### GOAL
Write out every line of the rows below as a numbered list, skipping any blank lines and omitting the pictures.

### EXTRACTED ENTRIES
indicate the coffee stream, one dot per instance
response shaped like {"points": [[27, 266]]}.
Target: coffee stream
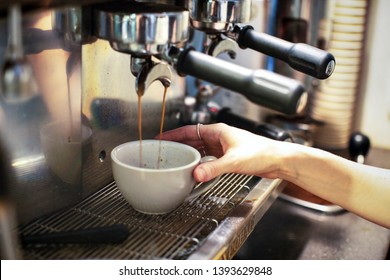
{"points": [[140, 126], [71, 63]]}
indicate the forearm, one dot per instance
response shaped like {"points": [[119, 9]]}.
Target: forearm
{"points": [[361, 189]]}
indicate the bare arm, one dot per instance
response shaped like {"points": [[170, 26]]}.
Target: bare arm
{"points": [[362, 189]]}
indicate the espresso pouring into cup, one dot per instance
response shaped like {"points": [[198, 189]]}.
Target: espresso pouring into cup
{"points": [[164, 181]]}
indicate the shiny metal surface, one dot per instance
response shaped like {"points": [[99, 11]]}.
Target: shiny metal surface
{"points": [[141, 29], [217, 15], [187, 232]]}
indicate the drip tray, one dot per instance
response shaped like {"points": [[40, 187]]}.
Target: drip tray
{"points": [[176, 235]]}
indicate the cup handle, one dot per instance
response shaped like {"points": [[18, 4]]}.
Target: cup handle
{"points": [[205, 186]]}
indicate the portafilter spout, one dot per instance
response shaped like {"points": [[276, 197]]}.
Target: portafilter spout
{"points": [[148, 73], [145, 31]]}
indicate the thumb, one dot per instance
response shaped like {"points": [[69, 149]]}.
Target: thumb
{"points": [[209, 170]]}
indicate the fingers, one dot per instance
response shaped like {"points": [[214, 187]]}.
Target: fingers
{"points": [[209, 170]]}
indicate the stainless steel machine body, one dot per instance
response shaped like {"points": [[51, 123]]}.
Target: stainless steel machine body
{"points": [[90, 63]]}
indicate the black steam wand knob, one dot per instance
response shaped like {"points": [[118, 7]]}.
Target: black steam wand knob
{"points": [[359, 145]]}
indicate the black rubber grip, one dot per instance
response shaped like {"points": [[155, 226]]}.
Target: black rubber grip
{"points": [[302, 57], [262, 87], [225, 115]]}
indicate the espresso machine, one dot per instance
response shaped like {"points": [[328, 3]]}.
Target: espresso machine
{"points": [[71, 83]]}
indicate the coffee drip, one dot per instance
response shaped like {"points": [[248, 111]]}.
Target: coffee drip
{"points": [[166, 84]]}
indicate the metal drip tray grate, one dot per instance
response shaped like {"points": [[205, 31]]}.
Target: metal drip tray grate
{"points": [[172, 236]]}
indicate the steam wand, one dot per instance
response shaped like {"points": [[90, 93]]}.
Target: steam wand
{"points": [[262, 87]]}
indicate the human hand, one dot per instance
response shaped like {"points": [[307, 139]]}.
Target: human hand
{"points": [[237, 150]]}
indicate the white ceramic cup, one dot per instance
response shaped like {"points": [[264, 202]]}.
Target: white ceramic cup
{"points": [[157, 185]]}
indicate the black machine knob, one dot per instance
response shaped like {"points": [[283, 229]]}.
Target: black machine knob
{"points": [[267, 130], [359, 145], [262, 87], [302, 57]]}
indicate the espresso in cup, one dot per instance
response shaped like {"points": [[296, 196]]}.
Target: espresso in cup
{"points": [[160, 179]]}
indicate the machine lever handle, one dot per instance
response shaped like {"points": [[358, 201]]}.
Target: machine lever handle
{"points": [[359, 145], [260, 86], [226, 116], [302, 57]]}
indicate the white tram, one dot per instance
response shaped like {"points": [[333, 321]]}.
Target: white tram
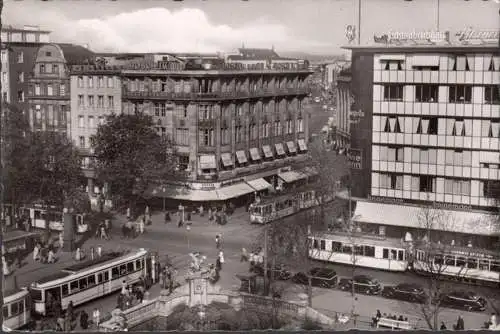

### THE REPLY
1. indicate the coffee stream, one dot per instance
2. response shaped like {"points": [[27, 266]]}.
3. Target: coffee stream
4. {"points": [[140, 126], [71, 63]]}
5. indicate the forearm, one dot per instance
6. response shaped like {"points": [[119, 9]]}.
7. Target: forearm
8. {"points": [[361, 189]]}
9. indicate the bare arm, one dot per instance
10. response shaped like {"points": [[170, 26]]}.
11. Target: bare arm
12. {"points": [[362, 189]]}
13. indicate the espresso pouring into cup, one dot per instance
14. response shaped like {"points": [[198, 189]]}.
15. Target: espresso pouring into cup
16. {"points": [[164, 181]]}
17. indicate the shiny metal surface, one dot per instance
18. response shaped like {"points": [[99, 11]]}.
19. Target: shiny metal surface
20. {"points": [[141, 29], [217, 15], [187, 232]]}
21. indicate the drip tray, one dot per instance
22. response shaped like {"points": [[40, 187]]}.
23. Target: drip tray
24. {"points": [[176, 235]]}
25. indicate the cup handle, one dot per instance
26. response shaped like {"points": [[18, 4]]}.
27. Target: cup handle
28. {"points": [[205, 186]]}
29. indicate the portafilter spout, one dot per instance
30. response shaped like {"points": [[276, 197]]}.
31. Target: portafilter spout
32. {"points": [[148, 73], [145, 31]]}
33. indicate the thumb, one dot per instance
34. response shaped like {"points": [[69, 149]]}.
35. Target: thumb
36. {"points": [[209, 170]]}
37. indicate the fingers, one dot per instance
38. response shaped like {"points": [[214, 187]]}.
39. Target: fingers
40. {"points": [[209, 170]]}
41. indicate the stainless steel machine body, one dot per instance
42. response shaped like {"points": [[51, 123]]}.
43. Target: stainless steel machine body
44. {"points": [[90, 63]]}
45. indicate the black steam wand knob, one dot per instance
46. response shaped like {"points": [[118, 7]]}.
47. Target: black steam wand knob
48. {"points": [[359, 145]]}
49. indicate the black rubber grip, one dot per instance
50. response shaped like {"points": [[155, 226]]}.
51. Target: black rubber grip
52. {"points": [[302, 57], [262, 87], [225, 115]]}
53. indicate the espresso machine, one dot per instance
54. response shaped like {"points": [[328, 3]]}.
55. Target: espresso machine
56. {"points": [[71, 83]]}
57. indicate the coffee drip, one dot per instance
58. response shaped like {"points": [[248, 111]]}.
59. Target: coffee drip
60. {"points": [[166, 84]]}
61. indicate the metal drip tray grate, one dot per instance
62. response shaped like {"points": [[205, 31]]}.
63. Target: metal drip tray grate
64. {"points": [[172, 236]]}
65. indicate the steam wand, one dot per instance
66. response shaped like {"points": [[90, 93]]}.
67. Target: steam wand
68. {"points": [[262, 87]]}
69. indicate the human hand, one dot per instance
70. response shaped like {"points": [[307, 139]]}.
71. Target: human hand
72. {"points": [[237, 150]]}
73. indicate the white ceramic cup, one dot per instance
74. response shaped like {"points": [[264, 202]]}.
75. Target: white ceramic cup
76. {"points": [[157, 185]]}
77. indicate the black machine knob, one dot per instance
78. response shaped like {"points": [[283, 229]]}.
79. Target: black machine knob
80. {"points": [[267, 130], [359, 145], [262, 87], [302, 57]]}
81. indicate the espresso in cup, one dot per instance
82. response shaped like {"points": [[296, 196]]}.
83. Target: espresso in cup
84. {"points": [[160, 179]]}
85. indicate the machine lever handle, one dot per instance
86. response shaped like {"points": [[358, 201]]}.
87. Target: machine lever handle
88. {"points": [[359, 145], [260, 86], [226, 116], [302, 57]]}
89. indicate the white tram, one dot per instance
90. response shaped like {"points": [[333, 321]]}.
91. Target: white tram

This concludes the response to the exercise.